──────── Text excerpt ────────
# Help me find the range of an equation please

1. Jul 24, 2010

### GreenPrint

1. The problem statement, all variables and given/known data
FIXED :)

y = (x^2 -4)/(x^2 - x -12)

dy/dx of numerator I got 2x
dy/dx of denomenator I got 2x - 1
dy/dx of y I got -(x^2 - 16x -4)/((x-4)^2(x+3)^2)

setting numerator to zero and solving got 8 +/- sqrt(65) with the critical value being the +
setting denomenator to zero and solving got 4 and -3 which are both out of range of the original function...

so now what how do I find the range kind of confused... found one critical value how do I find the others kind of lost here thanks

2. Relevant equations

3. The attempt at a solution

Last edited: Jul 24, 2010
2. Jul 24, 2010

### jegues

Don't you already have a thread with the exact same question in the precalculus section?

3. Jul 24, 2010

### GreenPrint

Yes then I realized after reading comments that it shouldn't be in there becaue it's now calculus stuff... can you help me?
────────
**Exercises**.
a: Reproduce the part of the forum thread on finding a function's range that runs from "3. The attempt" to "the precalculus section?".
b: In the forum thread on finding a function's range, what values did GreenPrint get by setting the denominator to zero?
c: Decide whether each statement agrees with the forum thread on finding a function's range, and support each yes or no with the deciding words quoted from the thread. (i) GreenPrint found the derivative of the numerator to be 2x. (ii) jegues says the same question was already posted in the calculus section. (iii) GreenPrint took the minus sign in 8 +/- sqrt(65) as giving the critical value.
──────── Dataset ────────
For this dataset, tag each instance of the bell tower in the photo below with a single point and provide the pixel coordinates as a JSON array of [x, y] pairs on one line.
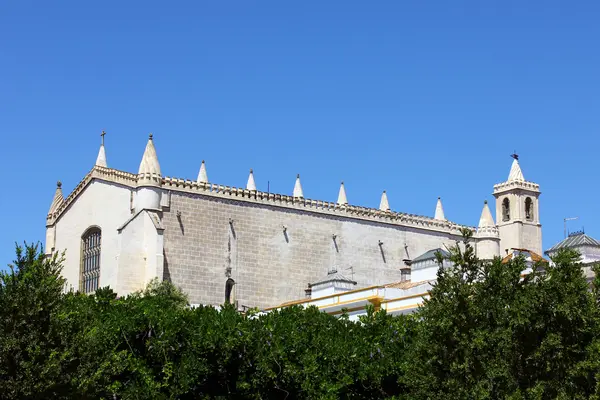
[[518, 212]]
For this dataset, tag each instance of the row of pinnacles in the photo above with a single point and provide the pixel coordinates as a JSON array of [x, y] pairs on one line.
[[150, 183]]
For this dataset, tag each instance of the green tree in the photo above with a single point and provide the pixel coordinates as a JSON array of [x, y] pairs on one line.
[[32, 350], [488, 332]]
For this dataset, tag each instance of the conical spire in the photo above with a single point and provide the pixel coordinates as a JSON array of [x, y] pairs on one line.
[[439, 210], [515, 172], [57, 200], [342, 199], [486, 219], [202, 176], [298, 188], [251, 185], [149, 167], [384, 204], [101, 159]]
────────
**Worked solutions**.
a:
3. The attempt at a solution

Last edited: Jul 24, 2010
2. Jul 24, 2010

### jegues

Don't you already have a thread with the exact same question in the precalculus section?

b: GreenPrint got 4 and -3.

c:
(i) Yes: "dy/dx of numerator I got 2x"
(ii) No: "Don't you already have a thread with the exact same question in the precalculus section?"
(iii) No: "with the critical value being the +"